Lines of data

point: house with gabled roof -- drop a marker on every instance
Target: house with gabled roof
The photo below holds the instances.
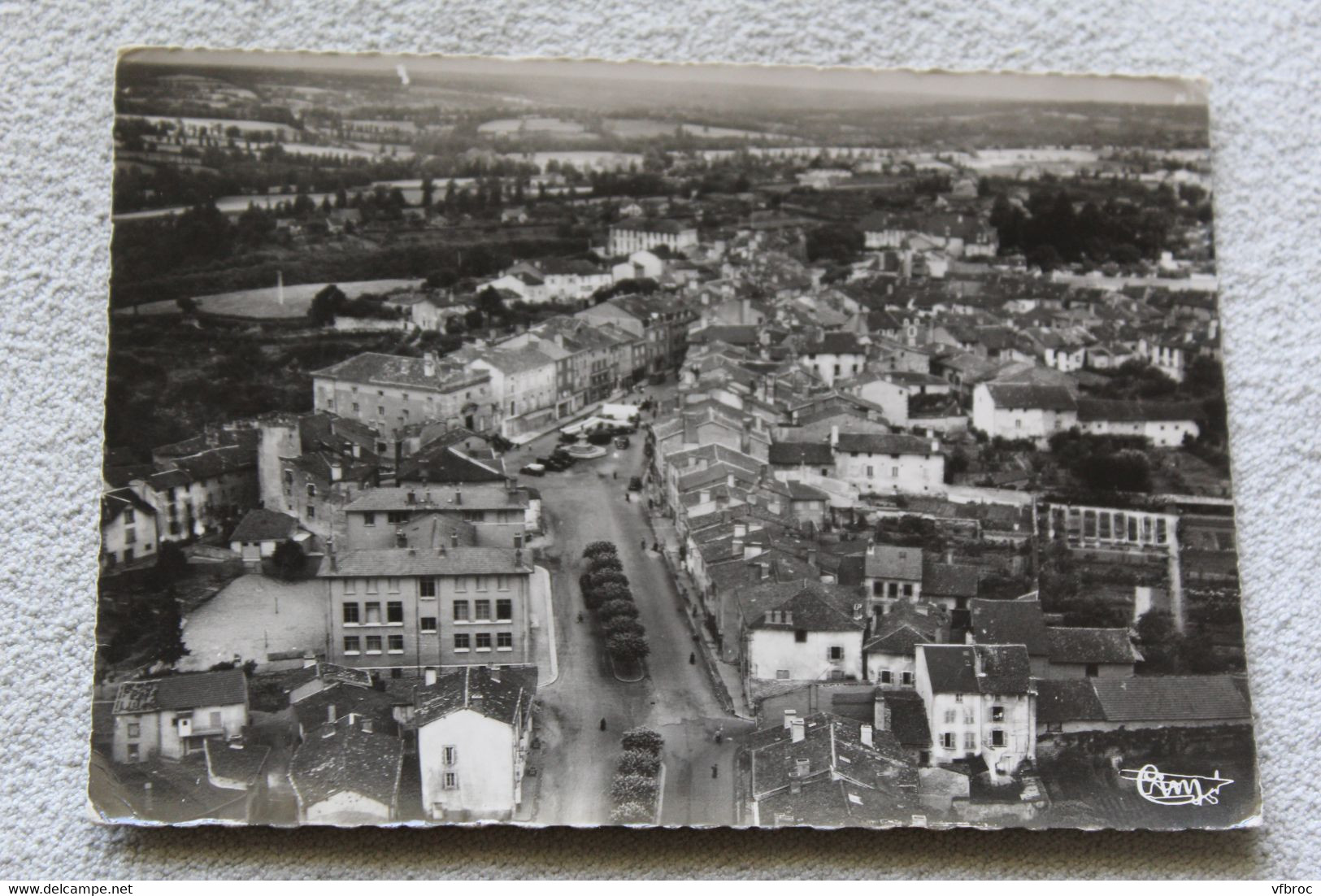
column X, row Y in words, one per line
column 475, row 730
column 980, row 703
column 348, row 773
column 891, row 648
column 813, row 633
column 1023, row 410
column 173, row 716
column 828, row 772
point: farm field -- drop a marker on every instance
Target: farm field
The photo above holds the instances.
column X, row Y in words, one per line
column 264, row 302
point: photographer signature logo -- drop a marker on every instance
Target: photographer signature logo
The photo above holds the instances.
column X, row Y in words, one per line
column 1171, row 789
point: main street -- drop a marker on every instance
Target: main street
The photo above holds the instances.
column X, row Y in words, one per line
column 577, row 759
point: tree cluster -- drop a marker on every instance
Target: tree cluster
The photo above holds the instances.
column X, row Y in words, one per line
column 636, row 785
column 606, row 591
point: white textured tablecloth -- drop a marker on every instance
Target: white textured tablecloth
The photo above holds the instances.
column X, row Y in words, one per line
column 54, row 197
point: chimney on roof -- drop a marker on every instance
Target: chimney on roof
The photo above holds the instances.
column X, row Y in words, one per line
column 881, row 714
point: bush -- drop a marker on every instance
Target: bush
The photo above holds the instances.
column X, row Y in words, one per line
column 633, row 788
column 615, row 610
column 624, row 625
column 627, row 648
column 606, row 562
column 600, row 549
column 640, row 762
column 630, row 813
column 642, row 739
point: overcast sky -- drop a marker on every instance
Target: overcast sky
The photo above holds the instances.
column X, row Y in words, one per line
column 934, row 84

Task statement:
Copy everything from the line containing "point: photographer signature" down to the line containing "column 577, row 759", replacing "drop a marker" with "place a pin" and changing nothing else.

Solution to this task:
point: photographer signature logo -- place a pin on every instance
Target: photographer signature logo
The photo above holds the instances.
column X, row Y in words, one per line
column 1171, row 789
point: main street -- place a pin on every instance
Target: main street
The photo above holds the instances.
column X, row Y in words, one per line
column 577, row 759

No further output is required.